### What is needed
Write out each line beneath this one exactly as it reads.
━━ Input material
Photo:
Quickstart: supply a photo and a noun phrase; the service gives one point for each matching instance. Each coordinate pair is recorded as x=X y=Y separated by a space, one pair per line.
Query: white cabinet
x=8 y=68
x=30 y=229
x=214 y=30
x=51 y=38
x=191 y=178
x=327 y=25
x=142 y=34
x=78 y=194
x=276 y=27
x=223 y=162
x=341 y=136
━━━━
### Full answer
Photo:
Quickstart: supply a photo and a noun phrase; the service gives one point for each matching instance. Each coordinate pair is recorded as x=X y=Y separated by a space, one pair per line.
Query: white cabinet
x=8 y=68
x=30 y=229
x=214 y=30
x=51 y=38
x=191 y=178
x=327 y=25
x=142 y=34
x=78 y=194
x=276 y=27
x=223 y=162
x=341 y=136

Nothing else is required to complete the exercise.